*To do*. From the data below, pull out every line that contains the word "locker" and copy each one unchanged.

** Begin Supplied material **

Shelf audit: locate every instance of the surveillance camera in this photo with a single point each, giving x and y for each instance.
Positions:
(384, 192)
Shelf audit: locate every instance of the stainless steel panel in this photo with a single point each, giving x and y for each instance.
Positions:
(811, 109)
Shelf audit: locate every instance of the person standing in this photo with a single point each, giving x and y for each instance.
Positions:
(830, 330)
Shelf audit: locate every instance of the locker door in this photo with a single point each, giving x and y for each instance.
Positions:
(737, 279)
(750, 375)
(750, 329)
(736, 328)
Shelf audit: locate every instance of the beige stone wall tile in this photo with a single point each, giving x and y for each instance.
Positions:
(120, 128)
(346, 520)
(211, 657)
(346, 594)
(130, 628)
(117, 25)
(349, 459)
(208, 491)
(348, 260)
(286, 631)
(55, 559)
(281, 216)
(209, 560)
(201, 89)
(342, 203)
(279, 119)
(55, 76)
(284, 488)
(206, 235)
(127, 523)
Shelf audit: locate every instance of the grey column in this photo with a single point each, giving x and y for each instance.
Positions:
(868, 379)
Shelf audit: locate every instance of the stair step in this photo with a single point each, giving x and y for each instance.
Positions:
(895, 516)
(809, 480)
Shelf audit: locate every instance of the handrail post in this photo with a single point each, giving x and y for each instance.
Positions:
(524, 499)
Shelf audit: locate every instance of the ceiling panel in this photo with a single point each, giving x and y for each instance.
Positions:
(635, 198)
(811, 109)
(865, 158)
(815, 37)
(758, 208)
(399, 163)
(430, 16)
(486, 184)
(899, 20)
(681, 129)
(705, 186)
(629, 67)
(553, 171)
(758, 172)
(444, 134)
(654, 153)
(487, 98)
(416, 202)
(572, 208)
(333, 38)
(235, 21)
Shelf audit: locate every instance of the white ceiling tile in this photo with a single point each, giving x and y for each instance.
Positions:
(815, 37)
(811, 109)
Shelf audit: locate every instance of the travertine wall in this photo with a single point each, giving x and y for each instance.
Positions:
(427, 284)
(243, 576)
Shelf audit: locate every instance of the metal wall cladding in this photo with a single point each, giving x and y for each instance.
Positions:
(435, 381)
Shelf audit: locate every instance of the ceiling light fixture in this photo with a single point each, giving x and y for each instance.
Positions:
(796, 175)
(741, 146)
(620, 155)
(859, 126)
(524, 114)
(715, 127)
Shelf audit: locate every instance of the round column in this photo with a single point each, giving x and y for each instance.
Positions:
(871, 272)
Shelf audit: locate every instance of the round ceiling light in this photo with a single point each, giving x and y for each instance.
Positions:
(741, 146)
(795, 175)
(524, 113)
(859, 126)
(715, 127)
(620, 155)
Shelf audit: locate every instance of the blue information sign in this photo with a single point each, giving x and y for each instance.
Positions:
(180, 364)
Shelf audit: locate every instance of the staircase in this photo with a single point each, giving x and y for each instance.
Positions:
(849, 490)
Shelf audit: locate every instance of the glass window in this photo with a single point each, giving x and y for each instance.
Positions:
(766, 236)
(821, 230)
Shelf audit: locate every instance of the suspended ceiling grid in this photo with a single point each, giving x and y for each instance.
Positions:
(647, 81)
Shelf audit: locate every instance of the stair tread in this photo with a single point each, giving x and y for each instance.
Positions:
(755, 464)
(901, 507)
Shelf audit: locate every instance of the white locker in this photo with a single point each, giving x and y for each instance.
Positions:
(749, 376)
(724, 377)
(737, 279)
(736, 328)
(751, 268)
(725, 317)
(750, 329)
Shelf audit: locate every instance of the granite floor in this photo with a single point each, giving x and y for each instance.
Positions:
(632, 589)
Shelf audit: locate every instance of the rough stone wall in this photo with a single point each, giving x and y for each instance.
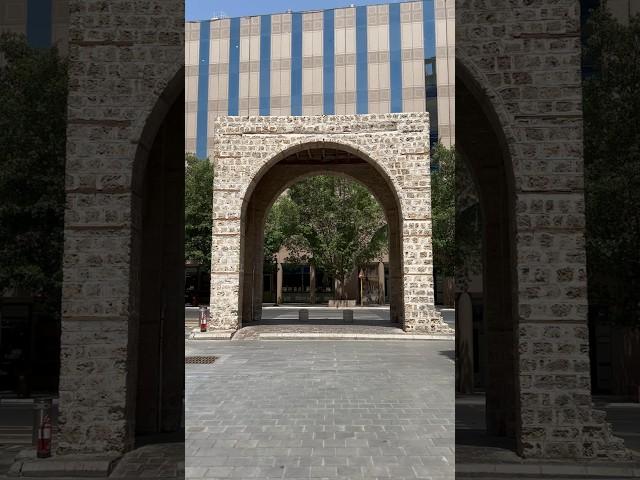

** End Supplied material **

*Task result*.
Shelf audit: locate every instance of the locker door in this photo with a single point each, giving x and y for each instance.
Shelf audit: locate every instance of the white locker in this photo with a single point each, giving x and y for each instance.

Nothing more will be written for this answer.